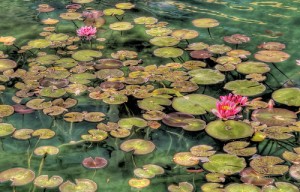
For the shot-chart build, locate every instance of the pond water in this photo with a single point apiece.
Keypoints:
(42, 75)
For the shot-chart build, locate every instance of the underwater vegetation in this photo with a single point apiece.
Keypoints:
(104, 100)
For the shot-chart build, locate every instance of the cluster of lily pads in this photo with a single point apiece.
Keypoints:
(260, 149)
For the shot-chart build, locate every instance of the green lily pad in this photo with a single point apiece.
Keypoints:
(47, 59)
(66, 62)
(138, 146)
(145, 20)
(52, 92)
(129, 123)
(95, 135)
(43, 181)
(206, 76)
(57, 37)
(148, 171)
(181, 187)
(245, 87)
(46, 150)
(112, 12)
(154, 103)
(268, 165)
(239, 148)
(274, 117)
(39, 43)
(6, 110)
(237, 187)
(18, 176)
(186, 159)
(6, 64)
(287, 96)
(228, 130)
(121, 26)
(250, 67)
(86, 55)
(281, 187)
(82, 185)
(159, 31)
(168, 52)
(6, 129)
(195, 104)
(164, 41)
(225, 164)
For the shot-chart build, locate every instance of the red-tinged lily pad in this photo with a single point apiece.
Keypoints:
(250, 176)
(228, 130)
(237, 187)
(181, 187)
(195, 104)
(43, 181)
(287, 96)
(281, 187)
(239, 148)
(96, 163)
(139, 183)
(6, 129)
(18, 176)
(138, 146)
(186, 159)
(274, 117)
(225, 163)
(46, 150)
(268, 165)
(270, 56)
(82, 185)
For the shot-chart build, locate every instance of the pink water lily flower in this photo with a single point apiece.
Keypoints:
(226, 109)
(87, 32)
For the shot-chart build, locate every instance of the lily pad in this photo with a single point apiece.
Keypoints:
(154, 103)
(239, 148)
(43, 181)
(168, 52)
(6, 129)
(281, 187)
(287, 96)
(96, 163)
(82, 185)
(250, 67)
(18, 176)
(206, 76)
(268, 165)
(164, 41)
(228, 130)
(236, 187)
(225, 164)
(86, 55)
(6, 64)
(245, 87)
(138, 146)
(129, 123)
(181, 187)
(195, 104)
(186, 159)
(39, 43)
(274, 117)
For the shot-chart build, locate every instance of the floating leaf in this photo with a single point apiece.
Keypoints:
(18, 176)
(138, 146)
(225, 164)
(82, 185)
(268, 165)
(230, 129)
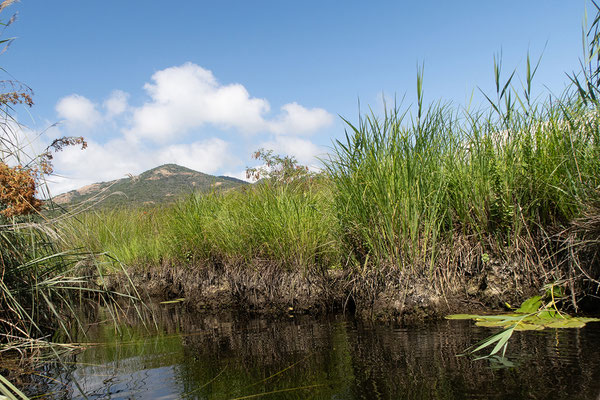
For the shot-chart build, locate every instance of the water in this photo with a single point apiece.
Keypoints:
(194, 356)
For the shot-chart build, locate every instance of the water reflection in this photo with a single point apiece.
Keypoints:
(226, 357)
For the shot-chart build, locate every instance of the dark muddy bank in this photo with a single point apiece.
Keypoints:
(383, 295)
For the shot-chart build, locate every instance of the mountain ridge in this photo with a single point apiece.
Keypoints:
(162, 184)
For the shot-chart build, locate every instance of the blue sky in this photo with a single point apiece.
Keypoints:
(203, 84)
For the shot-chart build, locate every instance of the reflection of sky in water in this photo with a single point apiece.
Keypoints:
(127, 379)
(207, 357)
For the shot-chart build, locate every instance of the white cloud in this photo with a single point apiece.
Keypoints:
(304, 150)
(189, 96)
(207, 156)
(78, 112)
(182, 100)
(116, 104)
(300, 120)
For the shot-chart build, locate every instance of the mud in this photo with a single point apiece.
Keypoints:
(273, 290)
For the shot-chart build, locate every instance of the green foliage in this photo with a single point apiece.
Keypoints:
(404, 186)
(533, 314)
(277, 168)
(289, 225)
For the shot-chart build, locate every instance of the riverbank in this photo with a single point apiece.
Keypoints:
(410, 219)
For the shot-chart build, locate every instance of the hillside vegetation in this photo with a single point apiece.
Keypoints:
(163, 184)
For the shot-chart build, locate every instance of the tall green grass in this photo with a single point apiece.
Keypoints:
(406, 185)
(289, 225)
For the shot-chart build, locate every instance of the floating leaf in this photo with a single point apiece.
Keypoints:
(566, 323)
(530, 305)
(462, 316)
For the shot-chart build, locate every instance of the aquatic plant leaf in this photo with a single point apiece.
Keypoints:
(491, 324)
(530, 305)
(566, 323)
(550, 315)
(463, 316)
(524, 326)
(501, 337)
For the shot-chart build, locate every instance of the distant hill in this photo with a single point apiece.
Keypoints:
(159, 185)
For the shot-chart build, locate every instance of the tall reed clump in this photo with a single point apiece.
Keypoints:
(406, 185)
(41, 278)
(131, 236)
(287, 225)
(283, 221)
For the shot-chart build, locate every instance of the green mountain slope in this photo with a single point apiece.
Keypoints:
(162, 184)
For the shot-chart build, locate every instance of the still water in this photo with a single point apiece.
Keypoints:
(191, 356)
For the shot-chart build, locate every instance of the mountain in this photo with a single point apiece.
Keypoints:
(159, 185)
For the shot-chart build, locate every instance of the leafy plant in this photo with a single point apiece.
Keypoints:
(533, 314)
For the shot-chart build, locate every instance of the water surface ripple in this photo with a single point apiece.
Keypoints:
(193, 356)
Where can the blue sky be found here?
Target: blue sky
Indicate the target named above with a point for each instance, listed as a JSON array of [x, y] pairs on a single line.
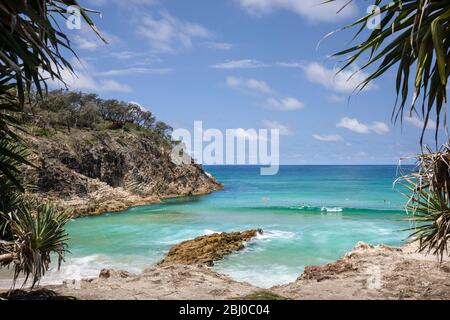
[[245, 64]]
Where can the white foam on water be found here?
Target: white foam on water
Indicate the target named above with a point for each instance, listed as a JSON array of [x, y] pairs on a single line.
[[275, 234], [332, 209], [261, 276]]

***

* Stated problem *
Write out the lines of the material from the one containing "For the shot-chart build, locate every instance of the leafy" through the last, exactly and only those. Leave every picture out.

* Output of the exercise *
For the shot-chart build, locate every instance of the leafy plant in this photo with a single point apiece.
Keypoints:
(533, 314)
For the shot-chart build, locate every instance of the water surface ripple in this photo with a single point apiece.
Keypoints:
(193, 356)
Where can the blue sky be found here?
Target: blue sky
Indicate the target named above with a point for each instance, listed as a JSON array of [x, y] pairs on a single line.
[[245, 64]]
Where can the white foam on water be found here?
Target: white foam on water
Indicate the target named above with a point for each instance, listed as a JSON array of [x, y] pairs on a single line.
[[275, 234], [332, 209], [261, 276]]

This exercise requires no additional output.